:: Document section ::
Jakobi Meyers flashed a transcendent smile as he heard the phrase "last year." The 26-year-old wide receiver interrupted a reporter's question, excitedly slamming his fist on the lectern in front of him.

"I was waiting on it. I was waiting on it. Thank you," Meyers said at a news conference in March introducing him as a member of the Las Vegas Raiders, days after he signed a three-year, $33 million deal in free agency.

The it Meyers was waiting for: being asked about his role in one of the most notorious NFL gaffes in recent memory.

In Las Vegas last December, with three seconds remaining in a tie game between the Raiders and Patriots, New England called a draw to running back Rhamondre Stevenson, to run out the clock and head to overtime. Stevenson ran for 23 yards -- then lateraled the ball to Meyers, who was in his fourth season with the Patriots. Meyers quickly unleashed a backward lateral pass in the direction of trailing QB Mac Jones, which then-Raider Chandler Jones intercepted. Jones stiff-armed Mac Jones and ran it back for a game-winning 48-yard touchdown as time expired. The loss dropped the Patriots to 7-7. They finished 8-9, missing the playoffs by one game.

One Patriots blog dubbed it The Lunatic Lateral. The Fresno Bee, writing from the Raiders' point of view, titled it Sin City Miracle.

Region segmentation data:
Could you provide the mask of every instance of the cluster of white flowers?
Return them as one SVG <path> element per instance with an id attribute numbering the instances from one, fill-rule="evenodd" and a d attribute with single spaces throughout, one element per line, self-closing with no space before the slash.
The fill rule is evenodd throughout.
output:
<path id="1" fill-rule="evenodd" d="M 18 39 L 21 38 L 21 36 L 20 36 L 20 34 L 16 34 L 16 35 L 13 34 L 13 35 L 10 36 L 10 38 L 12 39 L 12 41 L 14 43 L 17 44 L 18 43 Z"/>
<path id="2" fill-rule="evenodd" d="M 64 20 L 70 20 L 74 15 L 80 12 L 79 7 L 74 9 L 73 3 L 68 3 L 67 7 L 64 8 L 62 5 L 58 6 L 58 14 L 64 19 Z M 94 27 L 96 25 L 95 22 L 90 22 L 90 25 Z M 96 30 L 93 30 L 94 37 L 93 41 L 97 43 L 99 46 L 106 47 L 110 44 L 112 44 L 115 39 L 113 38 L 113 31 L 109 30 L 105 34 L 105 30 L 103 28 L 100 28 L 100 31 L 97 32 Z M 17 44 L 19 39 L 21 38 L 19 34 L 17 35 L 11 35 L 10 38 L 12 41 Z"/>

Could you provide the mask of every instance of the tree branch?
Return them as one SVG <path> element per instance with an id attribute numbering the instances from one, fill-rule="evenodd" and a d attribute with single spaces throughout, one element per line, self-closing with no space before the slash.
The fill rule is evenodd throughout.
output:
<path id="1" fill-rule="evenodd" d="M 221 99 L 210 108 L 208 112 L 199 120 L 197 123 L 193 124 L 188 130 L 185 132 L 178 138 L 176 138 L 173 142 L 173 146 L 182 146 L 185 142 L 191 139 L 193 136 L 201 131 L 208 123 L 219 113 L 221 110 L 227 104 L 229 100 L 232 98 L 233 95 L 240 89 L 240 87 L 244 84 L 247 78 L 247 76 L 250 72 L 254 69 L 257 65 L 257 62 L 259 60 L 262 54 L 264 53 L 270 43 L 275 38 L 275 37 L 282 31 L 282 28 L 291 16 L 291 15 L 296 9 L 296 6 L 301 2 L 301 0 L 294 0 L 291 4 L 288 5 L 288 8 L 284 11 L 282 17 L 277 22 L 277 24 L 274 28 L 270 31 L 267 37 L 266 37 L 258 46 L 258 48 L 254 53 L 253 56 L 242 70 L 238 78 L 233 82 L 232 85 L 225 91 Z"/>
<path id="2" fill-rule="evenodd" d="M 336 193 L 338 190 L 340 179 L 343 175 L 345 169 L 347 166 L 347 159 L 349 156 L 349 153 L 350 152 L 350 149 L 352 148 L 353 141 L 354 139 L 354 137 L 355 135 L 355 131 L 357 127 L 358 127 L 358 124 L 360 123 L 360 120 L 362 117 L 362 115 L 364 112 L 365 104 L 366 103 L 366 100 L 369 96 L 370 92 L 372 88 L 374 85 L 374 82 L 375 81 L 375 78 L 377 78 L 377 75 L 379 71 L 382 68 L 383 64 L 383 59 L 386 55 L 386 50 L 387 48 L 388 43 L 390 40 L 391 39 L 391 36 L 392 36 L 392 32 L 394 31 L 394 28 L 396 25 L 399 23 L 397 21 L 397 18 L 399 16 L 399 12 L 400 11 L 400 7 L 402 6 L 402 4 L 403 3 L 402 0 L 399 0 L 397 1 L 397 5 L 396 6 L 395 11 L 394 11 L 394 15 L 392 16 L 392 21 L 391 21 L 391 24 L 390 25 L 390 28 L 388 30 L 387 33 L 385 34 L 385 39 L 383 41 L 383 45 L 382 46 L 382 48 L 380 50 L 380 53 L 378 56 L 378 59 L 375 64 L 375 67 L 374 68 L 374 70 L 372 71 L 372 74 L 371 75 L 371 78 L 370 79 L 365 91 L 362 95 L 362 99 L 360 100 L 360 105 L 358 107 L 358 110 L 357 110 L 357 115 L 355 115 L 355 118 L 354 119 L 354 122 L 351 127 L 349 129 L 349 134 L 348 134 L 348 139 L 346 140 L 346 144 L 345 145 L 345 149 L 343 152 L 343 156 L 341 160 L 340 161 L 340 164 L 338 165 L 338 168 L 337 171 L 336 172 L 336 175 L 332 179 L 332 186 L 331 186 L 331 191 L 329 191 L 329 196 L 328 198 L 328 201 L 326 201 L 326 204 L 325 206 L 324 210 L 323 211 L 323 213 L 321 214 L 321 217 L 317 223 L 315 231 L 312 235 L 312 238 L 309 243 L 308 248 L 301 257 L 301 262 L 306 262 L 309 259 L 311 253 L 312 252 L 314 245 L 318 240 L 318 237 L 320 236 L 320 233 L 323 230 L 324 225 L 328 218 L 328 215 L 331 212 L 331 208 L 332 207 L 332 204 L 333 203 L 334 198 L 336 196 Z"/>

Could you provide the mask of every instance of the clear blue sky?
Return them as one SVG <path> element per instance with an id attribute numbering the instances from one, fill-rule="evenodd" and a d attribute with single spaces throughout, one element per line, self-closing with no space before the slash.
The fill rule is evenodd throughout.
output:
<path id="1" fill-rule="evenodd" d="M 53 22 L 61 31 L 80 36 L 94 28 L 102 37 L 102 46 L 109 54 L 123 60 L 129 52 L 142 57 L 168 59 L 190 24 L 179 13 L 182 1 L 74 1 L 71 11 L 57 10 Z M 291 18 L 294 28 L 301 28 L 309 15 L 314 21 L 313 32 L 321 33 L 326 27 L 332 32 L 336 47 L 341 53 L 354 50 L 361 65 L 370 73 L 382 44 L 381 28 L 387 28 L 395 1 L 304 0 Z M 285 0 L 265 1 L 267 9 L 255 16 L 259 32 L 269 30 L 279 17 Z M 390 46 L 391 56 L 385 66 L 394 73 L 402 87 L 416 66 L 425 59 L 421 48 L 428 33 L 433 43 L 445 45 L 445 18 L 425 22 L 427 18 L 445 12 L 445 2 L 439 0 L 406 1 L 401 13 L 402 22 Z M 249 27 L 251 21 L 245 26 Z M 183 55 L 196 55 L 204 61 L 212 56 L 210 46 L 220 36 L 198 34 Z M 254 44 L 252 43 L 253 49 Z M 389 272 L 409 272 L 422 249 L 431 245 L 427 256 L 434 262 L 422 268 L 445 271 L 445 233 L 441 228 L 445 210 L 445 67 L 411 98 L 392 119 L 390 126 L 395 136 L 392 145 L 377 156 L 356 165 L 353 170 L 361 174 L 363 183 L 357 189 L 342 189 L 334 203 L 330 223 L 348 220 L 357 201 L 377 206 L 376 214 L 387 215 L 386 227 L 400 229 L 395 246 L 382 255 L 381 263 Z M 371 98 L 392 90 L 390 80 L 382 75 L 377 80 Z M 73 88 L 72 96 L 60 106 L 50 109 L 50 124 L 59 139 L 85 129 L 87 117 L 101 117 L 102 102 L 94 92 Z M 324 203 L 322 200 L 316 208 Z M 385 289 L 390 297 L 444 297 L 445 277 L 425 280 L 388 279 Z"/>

:: Set exercise ::
Copy the passage about Jakobi Meyers word for word, starting at "The it Meyers" and ending at "Sin City Miracle.".

:: Exercise result ::
The it Meyers was waiting for: being asked about his role in one of the most notorious NFL gaffes in recent memory.

In Las Vegas last December, with three seconds remaining in a tie game between the Raiders and Patriots, New England called a draw to running back Rhamondre Stevenson, to run out the clock and head to overtime. Stevenson ran for 23 yards -- then lateraled the ball to Meyers, who was in his fourth season with the Patriots. Meyers quickly unleashed a backward lateral pass in the direction of trailing QB Mac Jones, which then-Raider Chandler Jones intercepted. Jones stiff-armed Mac Jones and ran it back for a game-winning 48-yard touchdown as time expired. The loss dropped the Patriots to 7-7. They finished 8-9, missing the playoffs by one game.

One Patriots blog dubbed it The Lunatic Lateral. The Fresno Bee, writing from the Raiders' point of view, titled it Sin City Miracle.